問題の詳細
文書抜粋の「このように、従来の」で始まる段落を、主な事実を残したまま短い箇条書きにまとめてください。

文書抜粋
しかしながら、特許文献11においては、表面積がグラム当り300m、細孔径が約200Å、平均粒径が約70ミクロンの微小球状中間密度のシリカが好適である(例えばダブリュ・アール・グレース・アンド・カンパニーのダビソンケミカルディビジョンより市販されているグレード952
MSIDシリカ 明細書、第7頁、第13行〜19行)と記載され、実施例においても平均粒径が50μm未満のシリカは使用されていない。
特許文献12には、フィルム用の重合体を製造するための気相法における、高活性かつシリカ支持されたMgおよびTi含有触媒によるエチレンの接触共重合に関するものである。引用文献12で使用されているシリカはダブリュ・アール・グレース・アンド・カンパニーのダビソンケミカルディビジョンより市販されているグレード952を篩により分級し、MSID952級の微細フラクションが使用されている。しかしながら、この引用文献12は、フィルム製造用重合体の製造方法であり、かつマグネシウムーチタン錯触媒を担持したものであって、本発明の電線用重合体やクロム化合物を担持した触媒とは、目的や触媒の構成が本質的に異なっているものである。
【0007】
このように、従来のクロム含有触媒を用いた気相重合による直鎖状低密度ポリエチレンは、かなり大きな粒径の無機酸化物多孔体からなる担体(シリカ担体等)を用いているため、担体が触媒残渣として残存し、フィッシュアイの生成の要因となり、電線・電力ケーブル用途に使用する場合には、異物として影響するために、電気的特性が低いという問題がある。

項目

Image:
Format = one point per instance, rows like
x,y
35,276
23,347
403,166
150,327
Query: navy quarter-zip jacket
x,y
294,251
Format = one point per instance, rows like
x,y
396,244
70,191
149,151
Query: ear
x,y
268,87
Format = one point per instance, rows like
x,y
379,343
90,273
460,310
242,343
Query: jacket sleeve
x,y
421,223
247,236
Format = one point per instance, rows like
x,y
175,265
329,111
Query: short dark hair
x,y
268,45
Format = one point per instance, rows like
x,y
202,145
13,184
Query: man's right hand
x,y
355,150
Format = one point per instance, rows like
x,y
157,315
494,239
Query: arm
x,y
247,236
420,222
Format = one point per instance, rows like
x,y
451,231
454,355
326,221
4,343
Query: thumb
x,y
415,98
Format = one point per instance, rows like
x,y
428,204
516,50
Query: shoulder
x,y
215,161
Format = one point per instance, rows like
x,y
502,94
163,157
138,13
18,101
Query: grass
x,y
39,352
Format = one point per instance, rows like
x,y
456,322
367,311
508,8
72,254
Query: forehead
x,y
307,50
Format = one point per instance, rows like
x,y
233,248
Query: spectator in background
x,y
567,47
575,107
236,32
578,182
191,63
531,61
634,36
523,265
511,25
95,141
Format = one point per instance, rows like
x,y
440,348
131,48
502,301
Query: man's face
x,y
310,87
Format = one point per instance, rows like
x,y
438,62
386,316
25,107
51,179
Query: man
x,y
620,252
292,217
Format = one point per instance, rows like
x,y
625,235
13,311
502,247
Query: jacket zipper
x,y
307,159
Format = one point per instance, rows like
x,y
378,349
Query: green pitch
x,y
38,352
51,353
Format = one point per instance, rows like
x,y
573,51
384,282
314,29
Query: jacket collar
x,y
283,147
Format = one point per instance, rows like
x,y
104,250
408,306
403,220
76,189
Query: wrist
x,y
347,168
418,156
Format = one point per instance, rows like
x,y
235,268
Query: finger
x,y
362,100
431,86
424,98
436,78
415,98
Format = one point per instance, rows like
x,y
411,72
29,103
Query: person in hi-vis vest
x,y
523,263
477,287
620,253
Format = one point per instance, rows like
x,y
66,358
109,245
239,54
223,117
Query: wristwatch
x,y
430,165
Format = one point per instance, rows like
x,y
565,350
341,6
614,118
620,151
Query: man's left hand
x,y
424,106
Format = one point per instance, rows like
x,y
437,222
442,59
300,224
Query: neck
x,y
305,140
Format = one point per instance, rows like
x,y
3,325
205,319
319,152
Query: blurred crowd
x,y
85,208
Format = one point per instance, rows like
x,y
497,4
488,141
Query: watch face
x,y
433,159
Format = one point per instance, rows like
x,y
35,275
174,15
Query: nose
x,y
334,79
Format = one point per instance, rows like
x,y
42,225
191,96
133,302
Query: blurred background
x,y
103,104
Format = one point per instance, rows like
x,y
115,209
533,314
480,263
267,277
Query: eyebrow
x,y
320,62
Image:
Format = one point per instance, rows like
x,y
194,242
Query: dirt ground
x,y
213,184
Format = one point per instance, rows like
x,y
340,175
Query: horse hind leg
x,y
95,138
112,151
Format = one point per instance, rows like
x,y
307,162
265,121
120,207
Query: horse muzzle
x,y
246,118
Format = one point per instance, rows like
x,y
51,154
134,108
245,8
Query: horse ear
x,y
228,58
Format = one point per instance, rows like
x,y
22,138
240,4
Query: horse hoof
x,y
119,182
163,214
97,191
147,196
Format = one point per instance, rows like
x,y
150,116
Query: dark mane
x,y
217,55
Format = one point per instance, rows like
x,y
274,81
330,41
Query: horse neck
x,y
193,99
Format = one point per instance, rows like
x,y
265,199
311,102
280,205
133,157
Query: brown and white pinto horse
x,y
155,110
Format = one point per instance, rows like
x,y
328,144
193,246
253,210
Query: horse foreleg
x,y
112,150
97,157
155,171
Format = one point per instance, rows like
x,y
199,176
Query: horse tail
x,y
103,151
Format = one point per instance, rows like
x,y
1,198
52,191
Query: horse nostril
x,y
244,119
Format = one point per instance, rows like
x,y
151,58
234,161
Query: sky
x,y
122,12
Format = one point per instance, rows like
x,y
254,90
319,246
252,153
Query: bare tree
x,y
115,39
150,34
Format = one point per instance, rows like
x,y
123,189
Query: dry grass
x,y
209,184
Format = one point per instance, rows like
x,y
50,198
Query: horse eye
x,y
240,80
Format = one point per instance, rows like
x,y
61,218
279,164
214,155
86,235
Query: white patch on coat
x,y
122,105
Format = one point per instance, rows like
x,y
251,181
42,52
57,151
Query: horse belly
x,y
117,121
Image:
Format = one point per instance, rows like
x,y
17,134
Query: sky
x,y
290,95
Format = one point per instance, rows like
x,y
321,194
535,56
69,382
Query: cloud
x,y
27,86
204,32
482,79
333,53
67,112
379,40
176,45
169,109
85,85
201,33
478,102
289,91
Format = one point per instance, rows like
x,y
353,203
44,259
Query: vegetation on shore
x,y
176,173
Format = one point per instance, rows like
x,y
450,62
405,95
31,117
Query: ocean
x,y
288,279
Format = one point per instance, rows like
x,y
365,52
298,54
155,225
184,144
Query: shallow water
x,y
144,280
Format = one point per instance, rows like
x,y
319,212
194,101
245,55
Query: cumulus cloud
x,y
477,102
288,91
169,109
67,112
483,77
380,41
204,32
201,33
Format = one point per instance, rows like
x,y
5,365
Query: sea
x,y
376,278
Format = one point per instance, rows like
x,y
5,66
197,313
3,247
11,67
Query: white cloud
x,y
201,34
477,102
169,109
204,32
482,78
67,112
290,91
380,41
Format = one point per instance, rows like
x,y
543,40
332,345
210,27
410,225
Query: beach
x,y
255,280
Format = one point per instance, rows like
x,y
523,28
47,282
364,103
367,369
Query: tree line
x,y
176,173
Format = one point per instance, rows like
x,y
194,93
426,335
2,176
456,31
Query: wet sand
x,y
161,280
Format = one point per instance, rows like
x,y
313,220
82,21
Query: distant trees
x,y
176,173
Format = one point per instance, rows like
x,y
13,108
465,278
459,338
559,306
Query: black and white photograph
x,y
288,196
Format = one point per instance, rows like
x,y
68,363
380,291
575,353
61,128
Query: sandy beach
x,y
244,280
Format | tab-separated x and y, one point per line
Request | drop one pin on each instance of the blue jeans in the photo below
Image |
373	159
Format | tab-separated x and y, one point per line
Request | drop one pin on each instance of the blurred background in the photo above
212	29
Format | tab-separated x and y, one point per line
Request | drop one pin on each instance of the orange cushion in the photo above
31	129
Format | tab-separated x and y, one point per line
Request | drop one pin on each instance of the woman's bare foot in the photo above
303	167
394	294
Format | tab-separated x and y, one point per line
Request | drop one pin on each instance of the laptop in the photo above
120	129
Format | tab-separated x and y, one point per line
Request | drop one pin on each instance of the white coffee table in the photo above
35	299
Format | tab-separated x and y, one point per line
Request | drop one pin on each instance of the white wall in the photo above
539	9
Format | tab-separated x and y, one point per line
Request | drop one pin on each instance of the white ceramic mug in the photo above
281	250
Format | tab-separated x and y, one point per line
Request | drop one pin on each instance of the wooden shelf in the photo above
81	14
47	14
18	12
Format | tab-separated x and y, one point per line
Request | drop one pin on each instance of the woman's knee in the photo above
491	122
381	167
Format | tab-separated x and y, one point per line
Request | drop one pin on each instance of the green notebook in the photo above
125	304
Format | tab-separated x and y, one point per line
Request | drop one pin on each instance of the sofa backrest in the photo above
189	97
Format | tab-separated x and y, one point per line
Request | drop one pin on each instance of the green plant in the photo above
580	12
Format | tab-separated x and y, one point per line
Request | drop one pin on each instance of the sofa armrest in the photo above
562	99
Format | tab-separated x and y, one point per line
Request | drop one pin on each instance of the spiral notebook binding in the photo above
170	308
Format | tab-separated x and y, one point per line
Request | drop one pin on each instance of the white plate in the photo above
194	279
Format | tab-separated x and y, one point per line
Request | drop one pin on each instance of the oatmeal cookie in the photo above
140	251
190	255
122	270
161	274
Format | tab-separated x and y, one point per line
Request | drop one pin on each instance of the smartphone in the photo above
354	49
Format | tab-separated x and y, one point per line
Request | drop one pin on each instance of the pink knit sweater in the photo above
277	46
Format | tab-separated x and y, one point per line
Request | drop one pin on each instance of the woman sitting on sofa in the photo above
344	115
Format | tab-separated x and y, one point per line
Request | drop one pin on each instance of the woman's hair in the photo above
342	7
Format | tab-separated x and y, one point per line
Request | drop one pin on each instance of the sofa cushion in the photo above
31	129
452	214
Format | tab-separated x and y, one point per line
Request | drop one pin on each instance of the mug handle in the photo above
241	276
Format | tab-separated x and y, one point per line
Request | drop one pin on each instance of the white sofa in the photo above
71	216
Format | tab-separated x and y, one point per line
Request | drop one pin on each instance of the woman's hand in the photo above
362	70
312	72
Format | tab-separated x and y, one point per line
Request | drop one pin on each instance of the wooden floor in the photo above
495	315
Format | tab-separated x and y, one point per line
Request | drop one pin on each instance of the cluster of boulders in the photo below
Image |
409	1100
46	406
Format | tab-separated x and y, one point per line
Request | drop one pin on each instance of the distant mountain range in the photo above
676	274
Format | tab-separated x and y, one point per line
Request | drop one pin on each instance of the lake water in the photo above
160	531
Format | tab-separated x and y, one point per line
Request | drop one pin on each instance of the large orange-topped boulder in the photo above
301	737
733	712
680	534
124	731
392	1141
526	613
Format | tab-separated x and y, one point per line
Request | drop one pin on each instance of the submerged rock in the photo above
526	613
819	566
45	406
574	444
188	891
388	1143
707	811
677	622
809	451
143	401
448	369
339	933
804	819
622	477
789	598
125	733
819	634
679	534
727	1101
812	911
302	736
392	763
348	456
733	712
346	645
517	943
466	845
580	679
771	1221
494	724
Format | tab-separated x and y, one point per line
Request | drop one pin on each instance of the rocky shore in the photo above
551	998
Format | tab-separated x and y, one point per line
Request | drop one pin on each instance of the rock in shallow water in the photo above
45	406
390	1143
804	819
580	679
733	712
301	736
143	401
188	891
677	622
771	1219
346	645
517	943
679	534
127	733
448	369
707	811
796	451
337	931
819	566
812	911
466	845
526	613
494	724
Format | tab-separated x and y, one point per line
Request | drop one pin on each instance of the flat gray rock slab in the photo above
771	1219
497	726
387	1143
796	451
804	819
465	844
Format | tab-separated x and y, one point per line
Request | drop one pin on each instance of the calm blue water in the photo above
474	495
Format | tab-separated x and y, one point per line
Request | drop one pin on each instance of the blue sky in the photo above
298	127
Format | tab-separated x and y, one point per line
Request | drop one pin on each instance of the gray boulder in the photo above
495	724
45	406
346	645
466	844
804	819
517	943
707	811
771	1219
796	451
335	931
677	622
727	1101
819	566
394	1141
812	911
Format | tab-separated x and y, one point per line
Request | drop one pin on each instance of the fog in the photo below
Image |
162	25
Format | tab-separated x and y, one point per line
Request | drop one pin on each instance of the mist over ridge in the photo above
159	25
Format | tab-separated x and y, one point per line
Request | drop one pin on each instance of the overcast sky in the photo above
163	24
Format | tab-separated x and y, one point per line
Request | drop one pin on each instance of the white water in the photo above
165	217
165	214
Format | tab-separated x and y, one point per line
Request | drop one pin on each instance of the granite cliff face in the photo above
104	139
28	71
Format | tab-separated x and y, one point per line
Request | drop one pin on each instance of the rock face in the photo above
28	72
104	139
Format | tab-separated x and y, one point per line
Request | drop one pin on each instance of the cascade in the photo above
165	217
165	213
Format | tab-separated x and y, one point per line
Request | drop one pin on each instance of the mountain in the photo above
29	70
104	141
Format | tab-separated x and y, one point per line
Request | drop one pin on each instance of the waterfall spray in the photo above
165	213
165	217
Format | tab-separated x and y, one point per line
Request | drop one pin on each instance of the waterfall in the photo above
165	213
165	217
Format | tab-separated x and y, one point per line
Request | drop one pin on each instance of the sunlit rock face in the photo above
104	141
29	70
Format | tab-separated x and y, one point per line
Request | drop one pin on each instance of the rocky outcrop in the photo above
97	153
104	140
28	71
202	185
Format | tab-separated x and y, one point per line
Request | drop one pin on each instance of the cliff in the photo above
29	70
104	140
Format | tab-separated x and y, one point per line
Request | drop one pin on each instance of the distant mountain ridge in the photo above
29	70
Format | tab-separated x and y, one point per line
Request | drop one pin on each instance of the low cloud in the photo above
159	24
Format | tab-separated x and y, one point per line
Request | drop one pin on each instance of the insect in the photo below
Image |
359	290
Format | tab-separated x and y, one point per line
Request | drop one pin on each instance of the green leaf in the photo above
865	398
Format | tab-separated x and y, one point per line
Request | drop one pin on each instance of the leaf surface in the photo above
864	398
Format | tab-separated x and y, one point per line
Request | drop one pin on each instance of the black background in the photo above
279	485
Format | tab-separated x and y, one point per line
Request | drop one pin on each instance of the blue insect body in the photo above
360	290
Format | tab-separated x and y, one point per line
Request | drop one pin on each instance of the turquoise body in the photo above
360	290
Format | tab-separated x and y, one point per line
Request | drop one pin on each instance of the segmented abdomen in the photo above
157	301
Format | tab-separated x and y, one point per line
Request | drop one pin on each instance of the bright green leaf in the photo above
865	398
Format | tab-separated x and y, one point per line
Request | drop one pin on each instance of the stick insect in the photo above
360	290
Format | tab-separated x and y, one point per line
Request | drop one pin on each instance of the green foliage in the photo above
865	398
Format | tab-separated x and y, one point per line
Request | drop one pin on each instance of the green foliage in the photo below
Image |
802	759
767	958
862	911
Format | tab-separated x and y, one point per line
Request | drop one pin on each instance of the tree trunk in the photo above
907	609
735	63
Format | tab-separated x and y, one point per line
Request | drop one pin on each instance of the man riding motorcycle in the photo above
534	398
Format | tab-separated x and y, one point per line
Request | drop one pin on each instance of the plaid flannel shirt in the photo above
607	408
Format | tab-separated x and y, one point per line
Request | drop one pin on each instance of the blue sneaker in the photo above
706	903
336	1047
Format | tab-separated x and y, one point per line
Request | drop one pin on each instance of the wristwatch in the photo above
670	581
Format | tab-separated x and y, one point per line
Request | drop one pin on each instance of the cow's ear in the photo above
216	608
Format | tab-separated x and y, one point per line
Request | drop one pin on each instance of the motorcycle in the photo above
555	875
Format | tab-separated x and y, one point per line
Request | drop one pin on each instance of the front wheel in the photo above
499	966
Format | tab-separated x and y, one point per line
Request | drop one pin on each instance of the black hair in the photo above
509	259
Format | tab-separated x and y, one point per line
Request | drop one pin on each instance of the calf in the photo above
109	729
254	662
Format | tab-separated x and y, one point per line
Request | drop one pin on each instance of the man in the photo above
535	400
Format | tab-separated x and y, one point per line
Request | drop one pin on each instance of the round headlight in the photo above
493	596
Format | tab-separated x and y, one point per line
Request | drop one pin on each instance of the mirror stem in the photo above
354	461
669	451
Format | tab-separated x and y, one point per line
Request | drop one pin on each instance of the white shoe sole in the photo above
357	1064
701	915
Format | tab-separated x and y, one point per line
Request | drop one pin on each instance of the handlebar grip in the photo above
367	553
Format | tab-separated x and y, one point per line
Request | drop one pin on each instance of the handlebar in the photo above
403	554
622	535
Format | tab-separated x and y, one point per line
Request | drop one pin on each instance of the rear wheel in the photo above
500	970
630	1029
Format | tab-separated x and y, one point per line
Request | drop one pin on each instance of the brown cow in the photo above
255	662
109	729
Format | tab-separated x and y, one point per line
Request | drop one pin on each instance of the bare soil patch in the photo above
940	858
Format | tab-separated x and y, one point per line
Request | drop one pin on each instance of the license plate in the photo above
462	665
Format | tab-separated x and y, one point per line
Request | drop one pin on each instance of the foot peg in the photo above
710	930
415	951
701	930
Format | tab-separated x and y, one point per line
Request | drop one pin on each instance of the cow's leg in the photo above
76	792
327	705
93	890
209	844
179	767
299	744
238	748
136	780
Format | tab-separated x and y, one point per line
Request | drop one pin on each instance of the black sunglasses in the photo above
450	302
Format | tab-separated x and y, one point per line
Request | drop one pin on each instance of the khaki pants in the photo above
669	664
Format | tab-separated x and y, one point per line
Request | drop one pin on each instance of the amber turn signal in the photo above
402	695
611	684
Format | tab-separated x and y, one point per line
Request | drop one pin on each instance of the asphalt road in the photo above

演習結果
- 従来のクロム含有触媒を用いた気相重合による直鎖状低密度ポリエチレンでは、かなり大きな粒径の無機酸化物多孔体からなる担体(シリカ担体等)が使われている。
- そのため担体が触媒残渣として残り、フィッシュアイが生じる要因となる。
- 電線・電力ケーブル用途に使うと、これが異物として影響し、電気的特性が低いという問題がある。